# WP - Ladys only: Wer ist noch auf Teamsuche?



## zestyfied (18. Oktober 2011)

Huhu Mädls,
der Winter naht und ich hab nun schon ein paar angeschrieben, aber leider wenig Rückmeldung erhalten...Wer ist denn ambitioniert im Winter ein paar Punkte beizutragen?

Triathletin007 - bist du wieder am Start  ? 

Vielleicht melden sich ja ein paar, die noch nach einem Team suchen


----------



## Chrige (18. Oktober 2011)

Im WP-Kalorienkiller Thread suchen sie noch Leute. Vielleicht kannst du dort mal nachfragen...


----------



## MTB-News.de




----------



## zestyfied (18. Oktober 2011)

@ Chrige: Danke für deinen Tipp 

Habe fast nur gehofft, dass evtl ein paar vom letzten Jahr wieder aktiv sein würden - waren ziemlich viele Punkte. Daher noch das neue Topic - findet sich leichter  Mal schaun ....


----------



## Senshisan (18. Oktober 2011)

Hallo!

## ERFASSTE DATEN:

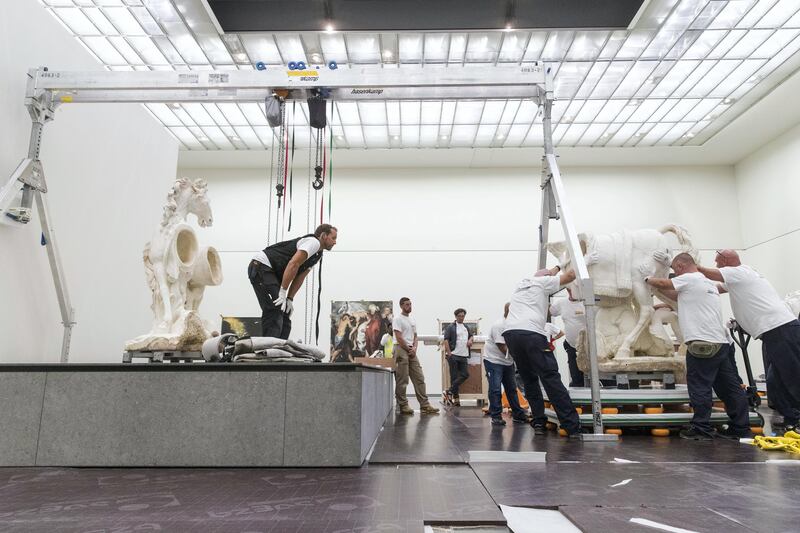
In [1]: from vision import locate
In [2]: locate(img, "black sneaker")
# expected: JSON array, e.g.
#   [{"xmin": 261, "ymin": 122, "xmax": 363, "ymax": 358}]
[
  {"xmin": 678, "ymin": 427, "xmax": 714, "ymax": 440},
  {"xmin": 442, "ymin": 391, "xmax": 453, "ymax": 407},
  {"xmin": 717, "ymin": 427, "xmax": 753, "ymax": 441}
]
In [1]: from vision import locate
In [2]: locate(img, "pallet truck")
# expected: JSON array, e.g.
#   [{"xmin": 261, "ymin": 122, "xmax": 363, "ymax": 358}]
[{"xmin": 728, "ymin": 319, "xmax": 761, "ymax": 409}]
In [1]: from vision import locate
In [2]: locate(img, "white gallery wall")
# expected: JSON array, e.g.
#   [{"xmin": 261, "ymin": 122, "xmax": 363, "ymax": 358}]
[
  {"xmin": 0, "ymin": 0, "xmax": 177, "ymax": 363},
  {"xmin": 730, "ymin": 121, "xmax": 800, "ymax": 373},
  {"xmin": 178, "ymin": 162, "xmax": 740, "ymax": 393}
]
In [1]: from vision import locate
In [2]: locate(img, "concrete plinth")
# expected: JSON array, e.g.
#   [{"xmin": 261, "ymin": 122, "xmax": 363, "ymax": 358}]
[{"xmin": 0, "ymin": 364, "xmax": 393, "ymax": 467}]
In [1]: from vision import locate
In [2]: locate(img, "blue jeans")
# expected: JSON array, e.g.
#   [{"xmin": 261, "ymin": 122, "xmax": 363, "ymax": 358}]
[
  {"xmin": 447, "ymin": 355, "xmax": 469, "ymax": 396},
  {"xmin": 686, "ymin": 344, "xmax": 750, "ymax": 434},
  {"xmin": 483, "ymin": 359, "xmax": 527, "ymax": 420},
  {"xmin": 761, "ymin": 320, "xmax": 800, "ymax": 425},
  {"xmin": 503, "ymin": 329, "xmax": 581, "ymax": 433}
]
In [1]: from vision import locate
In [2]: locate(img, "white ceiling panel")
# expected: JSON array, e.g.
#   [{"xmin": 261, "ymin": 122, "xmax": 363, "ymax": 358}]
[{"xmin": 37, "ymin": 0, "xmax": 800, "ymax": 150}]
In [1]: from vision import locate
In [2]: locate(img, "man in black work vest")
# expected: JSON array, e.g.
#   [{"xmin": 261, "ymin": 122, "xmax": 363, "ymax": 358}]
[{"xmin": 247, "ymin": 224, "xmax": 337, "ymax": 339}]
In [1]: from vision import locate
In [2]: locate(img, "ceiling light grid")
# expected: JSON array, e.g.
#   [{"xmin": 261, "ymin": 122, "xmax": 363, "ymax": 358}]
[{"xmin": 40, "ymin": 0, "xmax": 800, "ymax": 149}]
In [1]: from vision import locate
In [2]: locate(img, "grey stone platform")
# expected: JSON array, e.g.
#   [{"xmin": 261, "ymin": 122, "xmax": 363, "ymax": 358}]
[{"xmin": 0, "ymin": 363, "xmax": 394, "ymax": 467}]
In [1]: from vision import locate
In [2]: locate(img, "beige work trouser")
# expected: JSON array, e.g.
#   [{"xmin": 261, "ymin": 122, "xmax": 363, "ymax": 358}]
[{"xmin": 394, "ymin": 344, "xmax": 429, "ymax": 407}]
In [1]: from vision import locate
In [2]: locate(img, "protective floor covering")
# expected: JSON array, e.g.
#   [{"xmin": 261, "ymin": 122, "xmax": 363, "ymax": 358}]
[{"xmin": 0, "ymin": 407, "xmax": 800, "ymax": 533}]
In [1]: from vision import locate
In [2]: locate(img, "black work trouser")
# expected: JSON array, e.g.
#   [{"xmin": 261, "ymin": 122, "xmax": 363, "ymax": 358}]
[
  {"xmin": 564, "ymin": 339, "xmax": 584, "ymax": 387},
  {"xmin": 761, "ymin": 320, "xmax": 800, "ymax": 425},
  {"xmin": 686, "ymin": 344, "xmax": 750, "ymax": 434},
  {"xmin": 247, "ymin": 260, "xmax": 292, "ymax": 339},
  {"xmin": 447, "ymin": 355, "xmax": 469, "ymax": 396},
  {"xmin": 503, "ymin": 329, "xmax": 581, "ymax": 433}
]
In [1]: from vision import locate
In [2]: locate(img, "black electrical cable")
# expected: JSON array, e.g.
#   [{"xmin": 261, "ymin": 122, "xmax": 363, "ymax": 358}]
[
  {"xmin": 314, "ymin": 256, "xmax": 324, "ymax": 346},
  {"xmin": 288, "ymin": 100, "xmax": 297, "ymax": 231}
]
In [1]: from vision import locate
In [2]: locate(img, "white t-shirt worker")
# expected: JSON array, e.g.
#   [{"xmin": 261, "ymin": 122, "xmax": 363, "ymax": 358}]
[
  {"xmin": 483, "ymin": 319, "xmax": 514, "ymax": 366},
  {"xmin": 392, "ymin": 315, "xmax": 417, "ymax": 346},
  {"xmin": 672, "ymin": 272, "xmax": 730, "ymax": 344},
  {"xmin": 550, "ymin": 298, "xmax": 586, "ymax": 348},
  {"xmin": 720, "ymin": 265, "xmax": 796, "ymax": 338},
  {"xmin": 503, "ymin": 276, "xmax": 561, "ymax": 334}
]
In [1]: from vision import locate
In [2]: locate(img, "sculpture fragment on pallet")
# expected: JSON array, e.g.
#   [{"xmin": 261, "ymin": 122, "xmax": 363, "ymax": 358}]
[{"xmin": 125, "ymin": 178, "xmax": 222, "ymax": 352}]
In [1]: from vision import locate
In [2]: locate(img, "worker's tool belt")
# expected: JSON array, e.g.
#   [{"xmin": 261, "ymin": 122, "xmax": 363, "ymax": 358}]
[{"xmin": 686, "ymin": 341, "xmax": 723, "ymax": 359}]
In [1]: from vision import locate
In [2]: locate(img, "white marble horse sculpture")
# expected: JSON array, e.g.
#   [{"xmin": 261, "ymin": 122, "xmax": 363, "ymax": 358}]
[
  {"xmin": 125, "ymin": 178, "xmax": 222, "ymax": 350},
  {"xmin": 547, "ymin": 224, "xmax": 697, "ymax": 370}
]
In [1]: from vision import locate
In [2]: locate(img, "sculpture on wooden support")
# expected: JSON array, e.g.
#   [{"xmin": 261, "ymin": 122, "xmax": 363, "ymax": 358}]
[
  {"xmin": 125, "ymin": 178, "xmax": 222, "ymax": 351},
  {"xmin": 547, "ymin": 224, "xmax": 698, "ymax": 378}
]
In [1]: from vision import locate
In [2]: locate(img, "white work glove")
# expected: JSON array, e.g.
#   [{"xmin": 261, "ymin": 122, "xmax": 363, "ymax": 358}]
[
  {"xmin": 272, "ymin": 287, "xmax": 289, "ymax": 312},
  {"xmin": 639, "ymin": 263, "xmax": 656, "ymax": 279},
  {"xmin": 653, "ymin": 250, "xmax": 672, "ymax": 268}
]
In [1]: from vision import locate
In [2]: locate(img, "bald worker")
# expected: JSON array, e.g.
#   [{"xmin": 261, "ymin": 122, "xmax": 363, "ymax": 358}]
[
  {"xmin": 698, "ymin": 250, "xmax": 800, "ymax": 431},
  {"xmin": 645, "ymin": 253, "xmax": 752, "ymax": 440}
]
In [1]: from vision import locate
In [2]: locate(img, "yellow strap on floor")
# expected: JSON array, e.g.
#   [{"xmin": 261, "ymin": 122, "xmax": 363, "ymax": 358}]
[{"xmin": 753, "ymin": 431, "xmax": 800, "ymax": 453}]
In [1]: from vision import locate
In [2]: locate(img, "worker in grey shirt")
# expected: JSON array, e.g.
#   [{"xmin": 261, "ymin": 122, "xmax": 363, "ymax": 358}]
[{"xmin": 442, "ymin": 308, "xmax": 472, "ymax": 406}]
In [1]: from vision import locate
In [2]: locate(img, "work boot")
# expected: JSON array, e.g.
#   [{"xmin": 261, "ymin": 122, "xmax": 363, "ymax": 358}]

## DIE AUFGABEN:
A) Gib den gesamten Textauszug wortgetreu wieder.
B) Nenne jede Zeile der Datensätze, in der das Wort „trouser“ vorkommt. Groß- und Kleinschreibung müssen übereinstimmen.

## LÖSUNGEN DER AUFGABEN:
A)
# WP - Ladys only: Wer ist noch auf Teamsuche?



## zestyfied (18. Oktober 2011)

Huhu Mädls,
der Winter naht und ich hab nun schon ein paar angeschrieben, aber leider wenig Rückmeldung erhalten...Wer ist denn ambitioniert im Winter ein paar Punkte beizutragen?

Triathletin007 - bist du wieder am Start  ? 

Vielleicht melden sich ja ein paar, die noch nach einem Team suchen


----------



## Chrige (18. Oktober 2011)

Im WP-Kalorienkiller Thread suchen sie noch Leute. Vielleicht kannst du dort mal nachfragen...


----------



## MTB-News.de




----------



## zestyfied (18. Oktober 2011)

@ Chrige: Danke für deinen Tipp 

Habe fast nur gehofft, dass evtl ein paar vom letzten Jahr wieder aktiv sein würden - waren ziemlich viele Punkte. Daher noch das neue Topic - findet sich leichter  Mal schaun ....


----------



## Senshisan (18. Oktober 2011)

Hallo!

B)
In [2]: locate(img, "beige work trouser")
In [2]: locate(img, "black work trouser")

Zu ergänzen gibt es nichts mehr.